### Given exercise:
Turn every line of the records below into a Markdown table with two columns, Row and Line. Number the rows from 1, and leave out blank lines.

### Exercise data:
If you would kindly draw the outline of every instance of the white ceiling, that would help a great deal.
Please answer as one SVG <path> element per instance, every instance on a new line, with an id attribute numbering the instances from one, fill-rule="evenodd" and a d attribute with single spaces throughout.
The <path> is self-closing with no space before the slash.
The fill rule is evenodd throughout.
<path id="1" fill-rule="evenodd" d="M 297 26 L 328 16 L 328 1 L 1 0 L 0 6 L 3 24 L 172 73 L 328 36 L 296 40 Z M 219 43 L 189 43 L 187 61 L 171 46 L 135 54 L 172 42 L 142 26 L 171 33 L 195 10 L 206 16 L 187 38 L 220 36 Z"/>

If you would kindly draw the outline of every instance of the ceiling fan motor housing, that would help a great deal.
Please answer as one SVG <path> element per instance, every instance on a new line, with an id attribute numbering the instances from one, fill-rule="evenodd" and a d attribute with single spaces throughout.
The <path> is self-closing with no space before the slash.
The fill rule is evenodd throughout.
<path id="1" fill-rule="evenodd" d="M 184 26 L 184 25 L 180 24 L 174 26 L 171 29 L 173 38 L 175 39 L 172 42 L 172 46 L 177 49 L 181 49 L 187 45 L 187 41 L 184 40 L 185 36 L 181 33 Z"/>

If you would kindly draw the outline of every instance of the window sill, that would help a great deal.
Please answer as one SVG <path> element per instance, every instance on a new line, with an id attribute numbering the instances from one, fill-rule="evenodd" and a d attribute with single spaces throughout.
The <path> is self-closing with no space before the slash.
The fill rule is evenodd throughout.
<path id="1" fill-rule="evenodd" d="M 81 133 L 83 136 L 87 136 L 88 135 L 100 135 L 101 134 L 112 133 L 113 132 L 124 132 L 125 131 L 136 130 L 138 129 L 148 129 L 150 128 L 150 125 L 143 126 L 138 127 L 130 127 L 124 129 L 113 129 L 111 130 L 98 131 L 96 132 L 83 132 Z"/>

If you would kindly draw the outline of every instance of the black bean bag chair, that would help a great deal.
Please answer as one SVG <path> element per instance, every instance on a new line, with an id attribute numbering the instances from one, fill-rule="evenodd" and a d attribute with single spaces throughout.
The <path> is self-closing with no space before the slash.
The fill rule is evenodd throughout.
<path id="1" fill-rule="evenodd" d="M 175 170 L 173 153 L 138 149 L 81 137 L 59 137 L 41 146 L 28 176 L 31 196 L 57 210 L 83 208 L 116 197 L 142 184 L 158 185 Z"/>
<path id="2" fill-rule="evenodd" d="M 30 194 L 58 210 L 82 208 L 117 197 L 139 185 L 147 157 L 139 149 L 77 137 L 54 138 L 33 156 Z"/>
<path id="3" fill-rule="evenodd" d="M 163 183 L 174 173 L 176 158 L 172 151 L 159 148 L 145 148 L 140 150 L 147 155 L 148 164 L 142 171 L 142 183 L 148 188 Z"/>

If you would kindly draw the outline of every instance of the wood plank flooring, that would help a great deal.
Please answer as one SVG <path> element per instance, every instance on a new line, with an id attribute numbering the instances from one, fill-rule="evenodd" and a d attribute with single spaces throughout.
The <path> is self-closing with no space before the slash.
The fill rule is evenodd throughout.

### Task response:
| Row | Line |
|---|---|
| 1 | If you would kindly draw the outline of every instance of the white ceiling, that would help a great deal. |
| 2 | Please answer as one SVG <path> element per instance, every instance on a new line, with an id attribute numbering the instances from one, fill-rule="evenodd" and a d attribute with single spaces throughout. |
| 3 | The <path> is self-closing with no space before the slash. |
| 4 | The fill rule is evenodd throughout. |
| 5 | <path id="1" fill-rule="evenodd" d="M 297 26 L 328 16 L 328 1 L 1 0 L 0 6 L 3 24 L 172 73 L 328 36 L 296 40 Z M 219 43 L 189 43 L 187 61 L 171 46 L 135 54 L 172 42 L 142 26 L 171 33 L 195 10 L 206 16 L 187 38 L 220 36 Z"/> |
| 6 | If you would kindly draw the outline of every instance of the ceiling fan motor housing, that would help a great deal. |
| 7 | Please answer as one SVG <path> element per instance, every instance on a new line, with an id attribute numbering the instances from one, fill-rule="evenodd" and a d attribute with single spaces throughout. |
| 8 | The <path> is self-closing with no space before the slash. |
| 9 | The fill rule is evenodd throughout. |
| 10 | <path id="1" fill-rule="evenodd" d="M 184 26 L 184 25 L 180 24 L 174 26 L 171 29 L 173 38 L 175 39 L 172 42 L 172 46 L 177 49 L 181 49 L 187 45 L 187 41 L 184 40 L 185 36 L 181 33 Z"/> |
| 11 | If you would kindly draw the outline of every instance of the window sill, that would help a great deal. |
| 12 | Please answer as one SVG <path> element per instance, every instance on a new line, with an id attribute numbering the instances from one, fill-rule="evenodd" and a d attribute with single spaces throughout. |
| 13 | The <path> is self-closing with no space before the slash. |
| 14 | The fill rule is evenodd throughout. |
| 15 | <path id="1" fill-rule="evenodd" d="M 81 133 L 83 136 L 87 136 L 88 135 L 100 135 L 101 134 L 112 133 L 113 132 L 124 132 L 125 131 L 136 130 L 138 129 L 148 129 L 150 128 L 150 125 L 143 126 L 138 127 L 130 127 L 124 129 L 113 129 L 111 130 L 98 131 L 96 132 L 83 132 Z"/> |
| 16 | If you would kindly draw the outline of every instance of the black bean bag chair, that would help a great deal. |
| 17 | Please answer as one SVG <path> element per instance, every instance on a new line, with an id attribute numbering the instances from one, fill-rule="evenodd" and a d attribute with single spaces throughout. |
| 18 | The <path> is self-closing with no space before the slash. |
| 19 | The fill rule is evenodd throughout. |
| 20 | <path id="1" fill-rule="evenodd" d="M 175 170 L 173 153 L 138 149 L 81 137 L 59 137 L 41 146 L 28 176 L 31 196 L 57 210 L 83 208 L 116 197 L 142 184 L 158 185 Z"/> |
| 21 | <path id="2" fill-rule="evenodd" d="M 30 194 L 58 210 L 82 208 L 117 197 L 139 185 L 147 157 L 139 149 L 77 137 L 54 138 L 33 156 Z"/> |
| 22 | <path id="3" fill-rule="evenodd" d="M 163 183 L 174 173 L 176 158 L 172 151 L 159 148 L 145 148 L 140 150 L 147 155 L 148 164 L 142 171 L 142 183 L 148 188 Z"/> |
| 23 | If you would kindly draw the outline of every instance of the wood plank flooring, that would help a great deal. |
| 24 | Please answer as one SVG <path> element per instance, every instance on a new line, with an id attribute numbering the instances from one, fill-rule="evenodd" and a d attribute with single spaces throughout. |
| 25 | The <path> is self-closing with no space before the slash. |
| 26 | The fill rule is evenodd throughout. |